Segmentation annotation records
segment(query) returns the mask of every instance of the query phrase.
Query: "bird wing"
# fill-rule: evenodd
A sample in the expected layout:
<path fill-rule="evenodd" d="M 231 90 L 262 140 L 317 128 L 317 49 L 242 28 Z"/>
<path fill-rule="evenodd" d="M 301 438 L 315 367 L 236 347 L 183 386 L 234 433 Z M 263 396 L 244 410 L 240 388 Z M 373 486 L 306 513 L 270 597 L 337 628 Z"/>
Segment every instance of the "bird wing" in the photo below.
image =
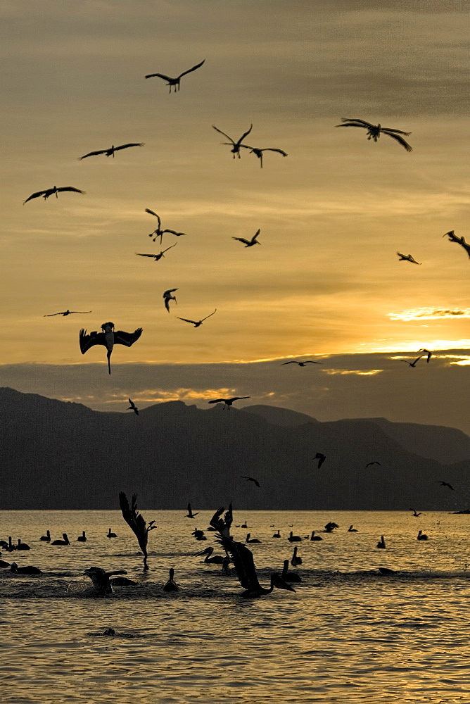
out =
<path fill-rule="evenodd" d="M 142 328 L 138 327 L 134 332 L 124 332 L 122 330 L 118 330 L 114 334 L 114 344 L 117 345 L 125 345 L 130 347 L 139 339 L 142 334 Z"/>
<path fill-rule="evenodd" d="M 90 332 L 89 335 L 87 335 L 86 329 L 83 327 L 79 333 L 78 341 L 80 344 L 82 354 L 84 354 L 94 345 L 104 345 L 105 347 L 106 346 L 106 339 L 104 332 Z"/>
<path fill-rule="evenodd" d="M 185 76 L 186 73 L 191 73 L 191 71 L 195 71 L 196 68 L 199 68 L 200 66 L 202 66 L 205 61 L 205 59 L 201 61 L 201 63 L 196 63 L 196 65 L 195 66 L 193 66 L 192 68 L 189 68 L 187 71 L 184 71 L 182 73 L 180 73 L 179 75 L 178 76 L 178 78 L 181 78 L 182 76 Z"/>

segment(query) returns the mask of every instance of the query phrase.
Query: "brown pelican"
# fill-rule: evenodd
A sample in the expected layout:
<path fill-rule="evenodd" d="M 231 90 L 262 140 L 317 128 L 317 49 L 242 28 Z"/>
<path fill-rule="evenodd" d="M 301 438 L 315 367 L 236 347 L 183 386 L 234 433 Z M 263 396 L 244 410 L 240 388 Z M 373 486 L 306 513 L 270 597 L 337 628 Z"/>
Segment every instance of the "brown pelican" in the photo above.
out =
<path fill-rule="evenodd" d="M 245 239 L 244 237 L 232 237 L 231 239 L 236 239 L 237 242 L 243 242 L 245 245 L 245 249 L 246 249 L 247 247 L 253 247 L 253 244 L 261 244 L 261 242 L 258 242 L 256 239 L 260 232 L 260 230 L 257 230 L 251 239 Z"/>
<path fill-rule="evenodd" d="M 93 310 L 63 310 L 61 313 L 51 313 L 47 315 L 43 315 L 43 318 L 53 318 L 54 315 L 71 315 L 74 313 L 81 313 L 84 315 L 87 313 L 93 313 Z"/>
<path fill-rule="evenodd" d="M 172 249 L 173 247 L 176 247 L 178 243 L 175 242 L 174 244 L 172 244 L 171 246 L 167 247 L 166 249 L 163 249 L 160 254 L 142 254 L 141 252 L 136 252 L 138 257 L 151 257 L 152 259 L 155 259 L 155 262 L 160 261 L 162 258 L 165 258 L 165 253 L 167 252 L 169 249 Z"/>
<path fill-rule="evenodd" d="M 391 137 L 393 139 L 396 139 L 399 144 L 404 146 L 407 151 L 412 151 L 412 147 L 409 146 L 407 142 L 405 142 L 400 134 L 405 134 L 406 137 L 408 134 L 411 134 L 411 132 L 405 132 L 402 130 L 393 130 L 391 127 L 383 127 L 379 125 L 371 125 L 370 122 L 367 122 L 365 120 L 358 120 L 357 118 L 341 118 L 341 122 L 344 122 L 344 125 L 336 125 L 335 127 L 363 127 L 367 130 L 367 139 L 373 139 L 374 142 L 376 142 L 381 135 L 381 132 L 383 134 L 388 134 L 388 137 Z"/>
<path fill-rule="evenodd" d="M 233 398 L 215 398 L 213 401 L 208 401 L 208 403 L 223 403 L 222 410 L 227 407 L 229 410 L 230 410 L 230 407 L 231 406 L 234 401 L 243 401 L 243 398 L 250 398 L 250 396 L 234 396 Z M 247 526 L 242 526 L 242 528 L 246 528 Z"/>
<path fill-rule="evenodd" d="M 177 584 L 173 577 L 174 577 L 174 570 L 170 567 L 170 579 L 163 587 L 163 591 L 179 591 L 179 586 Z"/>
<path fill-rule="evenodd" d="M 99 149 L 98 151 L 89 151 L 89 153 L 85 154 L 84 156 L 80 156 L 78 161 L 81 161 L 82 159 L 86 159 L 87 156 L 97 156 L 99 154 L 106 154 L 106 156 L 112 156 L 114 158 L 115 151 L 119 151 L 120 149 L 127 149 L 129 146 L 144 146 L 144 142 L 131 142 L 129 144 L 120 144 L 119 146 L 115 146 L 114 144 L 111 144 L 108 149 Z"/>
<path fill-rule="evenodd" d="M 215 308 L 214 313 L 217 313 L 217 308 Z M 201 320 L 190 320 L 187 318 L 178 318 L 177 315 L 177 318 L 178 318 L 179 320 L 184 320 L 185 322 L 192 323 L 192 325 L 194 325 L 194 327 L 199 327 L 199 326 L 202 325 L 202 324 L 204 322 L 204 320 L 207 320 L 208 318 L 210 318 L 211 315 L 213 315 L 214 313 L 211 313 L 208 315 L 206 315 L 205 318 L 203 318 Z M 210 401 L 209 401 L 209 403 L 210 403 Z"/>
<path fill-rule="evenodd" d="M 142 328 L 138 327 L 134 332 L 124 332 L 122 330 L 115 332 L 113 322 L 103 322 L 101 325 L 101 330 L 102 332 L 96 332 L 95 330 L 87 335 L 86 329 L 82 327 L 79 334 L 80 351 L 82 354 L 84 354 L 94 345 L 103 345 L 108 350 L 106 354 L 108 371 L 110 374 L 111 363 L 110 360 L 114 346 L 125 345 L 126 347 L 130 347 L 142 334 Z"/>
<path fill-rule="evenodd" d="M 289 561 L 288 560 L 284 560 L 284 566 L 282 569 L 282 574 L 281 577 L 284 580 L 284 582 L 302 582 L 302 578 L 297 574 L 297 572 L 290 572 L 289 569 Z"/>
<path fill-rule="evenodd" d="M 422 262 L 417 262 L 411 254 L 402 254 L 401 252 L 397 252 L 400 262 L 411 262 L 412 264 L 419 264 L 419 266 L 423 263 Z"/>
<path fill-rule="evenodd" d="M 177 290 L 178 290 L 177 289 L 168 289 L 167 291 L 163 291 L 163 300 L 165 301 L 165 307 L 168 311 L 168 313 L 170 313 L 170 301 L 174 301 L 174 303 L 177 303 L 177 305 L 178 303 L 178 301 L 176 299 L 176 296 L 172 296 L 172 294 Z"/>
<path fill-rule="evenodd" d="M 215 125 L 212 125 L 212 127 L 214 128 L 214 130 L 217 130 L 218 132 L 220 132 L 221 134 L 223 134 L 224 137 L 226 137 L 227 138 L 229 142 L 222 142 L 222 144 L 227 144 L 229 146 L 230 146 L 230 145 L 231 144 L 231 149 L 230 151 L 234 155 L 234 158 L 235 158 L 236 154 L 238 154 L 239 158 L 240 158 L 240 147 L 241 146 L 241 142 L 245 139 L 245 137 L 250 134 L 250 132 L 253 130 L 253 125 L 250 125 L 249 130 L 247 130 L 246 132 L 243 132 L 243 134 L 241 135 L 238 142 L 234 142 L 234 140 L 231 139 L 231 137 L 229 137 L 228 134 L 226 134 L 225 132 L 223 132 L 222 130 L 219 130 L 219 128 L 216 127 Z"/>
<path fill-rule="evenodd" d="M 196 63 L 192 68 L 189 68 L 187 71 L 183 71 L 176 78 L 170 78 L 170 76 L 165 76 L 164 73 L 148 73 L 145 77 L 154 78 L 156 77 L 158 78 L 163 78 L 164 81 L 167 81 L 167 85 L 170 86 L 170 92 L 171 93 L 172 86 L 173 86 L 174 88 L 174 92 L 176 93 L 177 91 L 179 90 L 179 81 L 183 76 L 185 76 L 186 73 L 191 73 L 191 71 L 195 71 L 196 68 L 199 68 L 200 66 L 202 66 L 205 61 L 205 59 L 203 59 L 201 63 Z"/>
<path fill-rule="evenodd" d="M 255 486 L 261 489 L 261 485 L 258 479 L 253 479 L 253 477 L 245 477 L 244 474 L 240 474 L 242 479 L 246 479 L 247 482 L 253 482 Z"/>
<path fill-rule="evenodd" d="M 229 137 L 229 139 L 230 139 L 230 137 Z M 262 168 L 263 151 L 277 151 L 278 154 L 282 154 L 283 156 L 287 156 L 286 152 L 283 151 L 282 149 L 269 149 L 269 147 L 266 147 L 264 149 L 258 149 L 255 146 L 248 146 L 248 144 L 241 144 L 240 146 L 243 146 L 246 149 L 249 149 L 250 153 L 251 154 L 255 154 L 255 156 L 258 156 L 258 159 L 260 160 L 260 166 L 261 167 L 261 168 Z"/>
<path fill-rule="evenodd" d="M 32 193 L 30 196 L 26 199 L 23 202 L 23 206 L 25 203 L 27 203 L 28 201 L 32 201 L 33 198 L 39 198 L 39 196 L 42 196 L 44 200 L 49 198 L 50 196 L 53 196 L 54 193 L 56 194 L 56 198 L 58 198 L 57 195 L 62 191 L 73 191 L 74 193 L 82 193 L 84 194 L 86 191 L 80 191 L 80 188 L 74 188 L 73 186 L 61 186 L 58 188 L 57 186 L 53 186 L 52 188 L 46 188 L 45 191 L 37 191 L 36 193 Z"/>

> _To do_
Copy out the lines from the start of the records through the line that contains "90 332 L 89", and omit the pictures.

> _Written solution_
segment(query) returns the mask of every instance of the query phrase.
Query: "bird wing"
# fill-rule: evenodd
A sample in the expected layout:
<path fill-rule="evenodd" d="M 231 90 L 262 140 L 317 128 L 317 49 L 242 28 Z"/>
<path fill-rule="evenodd" d="M 301 438 L 315 367 L 236 347 L 183 386 L 234 433 Z M 263 396 L 244 410 L 240 388 Z M 373 486 L 306 513 L 270 597 L 337 628 Z"/>
Segment every instance of the "bird wing" in the photo below.
image =
out =
<path fill-rule="evenodd" d="M 142 328 L 138 327 L 134 332 L 124 332 L 122 330 L 118 330 L 114 334 L 114 344 L 117 345 L 125 345 L 130 347 L 139 339 L 142 334 Z"/>
<path fill-rule="evenodd" d="M 90 332 L 89 335 L 87 335 L 86 329 L 83 327 L 79 333 L 78 341 L 80 344 L 82 354 L 84 354 L 94 345 L 104 345 L 105 347 L 106 346 L 106 339 L 104 332 Z"/>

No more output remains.